取り組む課題:
(1) 脳卒中の記事を読み、次の問いに答えよ。
(a) 日本脳卒中協会が定めた今年のテーマは何か。
(b) 脳卒中は英語で何と言い、それはどういう意味か。
(c) くも膜下出血の原因は何か。
(2) 脳卒中の記事から、「脳卒中には、脳梗塞、脳出血、」から「くも膜下出血の原因は脳動脈瘤です。」までの部分を一字も変えずに抜き出せ。

本文の一節:
****************************************
脳卒中について知ろう!~FAST 覚えてほしい初期対応~
10月は「脳卒中月間」であることをご存じですか。厚生労働省によると、脳血管疾患は令和4年の死因第4位となっています。日本脳卒中協会の定める今年のテーマは「脳卒中 予防で伸ばす 健康寿命」。今回は、脳卒中の原因や予防について脳神経外科部長の串田剛医師に話を聞きました。
脳卒中とはどのような病気ですか?
卒中というのは卒然として中(あたる)という意味で、突然の悪い風にあたり体が動かなくなるさまを言います。卒中とは一種の発作です。脳卒中は脳血管障害の中でも突然起こる、一種の発作という意味が含まれています。さらにその後遺症が残った状態を日本では中風、中気と言ってきました。神社仏閣のお守りでも中風や中気除けの字を見たこともあるかと思います。英語ではStrokeといいます。一撃という意味です。
脳卒中には、脳梗塞、脳出血、くも膜下出血、一過性脳虚血があります。突然起こりあっという間に進行していく脳血管障害なので、後遺症を最小限に抑えるためには、迅速な救命措置が重要となります。
原因は何ですか?
脳卒中で過半数を占める脳梗塞の中で、アテローム血栓やラクナ梗塞と呼ばれるものは動脈硬化。一方で、心原性脳梗塞と呼ばれるものは不整脈などの心臓疾患が原因となります。
脳出血の場合は、高血圧やアミロイド血管炎が原因となります。
くも膜下出血の原因は脳動脈瘤です。
初期症状などありますか?
まずは、FASTを覚えてください。脳卒中の症状には片側の手足・顔半分の麻痺・しびれ(顔のみ、手のみ、足のみのこともあります)、ろれつが回らない、言葉が出ない、他人の言うことが理解できない、ものが二つに見える、視野の半分が欠ける、力は入るのに立てない、歩けない、フラフラする、経験したことのない激しい頭痛、嘔気・嘔吐などがあります。
****************************************
資料の抜粋:
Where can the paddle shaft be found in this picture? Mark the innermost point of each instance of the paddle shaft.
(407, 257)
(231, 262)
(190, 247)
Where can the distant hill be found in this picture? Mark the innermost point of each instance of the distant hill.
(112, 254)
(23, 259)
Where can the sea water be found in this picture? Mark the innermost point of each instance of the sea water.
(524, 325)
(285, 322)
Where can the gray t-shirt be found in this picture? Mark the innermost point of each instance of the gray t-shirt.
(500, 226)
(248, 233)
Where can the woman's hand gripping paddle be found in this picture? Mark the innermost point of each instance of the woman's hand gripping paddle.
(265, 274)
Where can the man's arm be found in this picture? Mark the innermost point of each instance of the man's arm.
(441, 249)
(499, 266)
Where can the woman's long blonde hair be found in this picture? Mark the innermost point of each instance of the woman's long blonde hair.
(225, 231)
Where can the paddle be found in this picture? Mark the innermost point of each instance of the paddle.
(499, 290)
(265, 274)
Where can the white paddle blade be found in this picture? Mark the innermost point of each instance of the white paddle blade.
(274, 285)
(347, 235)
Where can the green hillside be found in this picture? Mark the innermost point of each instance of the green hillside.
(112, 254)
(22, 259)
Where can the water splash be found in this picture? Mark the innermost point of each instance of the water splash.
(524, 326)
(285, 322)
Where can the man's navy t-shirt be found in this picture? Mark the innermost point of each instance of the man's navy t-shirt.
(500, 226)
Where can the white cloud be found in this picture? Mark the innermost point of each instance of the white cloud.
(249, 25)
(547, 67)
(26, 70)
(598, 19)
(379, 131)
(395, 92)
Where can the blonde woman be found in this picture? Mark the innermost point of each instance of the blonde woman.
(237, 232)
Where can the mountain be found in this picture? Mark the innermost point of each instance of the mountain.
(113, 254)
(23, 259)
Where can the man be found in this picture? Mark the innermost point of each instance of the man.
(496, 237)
****************************************
課題の解答:
(1)
(a) 「脳卒中 予防で伸ばす 健康寿命」
(b) Strokeと言い、一撃という意味である。
(c) 脳動脈瘤

(2)
脳卒中には、脳梗塞、脳出血、くも膜下出血、一過性脳虚血があります。突然起こりあっという間に進行していく脳血管障害なので、後遺症を最小限に抑えるためには、迅速な救命措置が重要となります。
原因は何ですか?
脳卒中で過半数を占める脳梗塞の中で、アテローム血栓やラクナ梗塞と呼ばれるものは動脈硬化。一方で、心原性脳梗塞と呼ばれるものは不整脈などの心臓疾患が原因となります。
脳出血の場合は、高血圧やアミロイド血管炎が原因となります。
くも膜下出血の原因は脳動脈瘤です。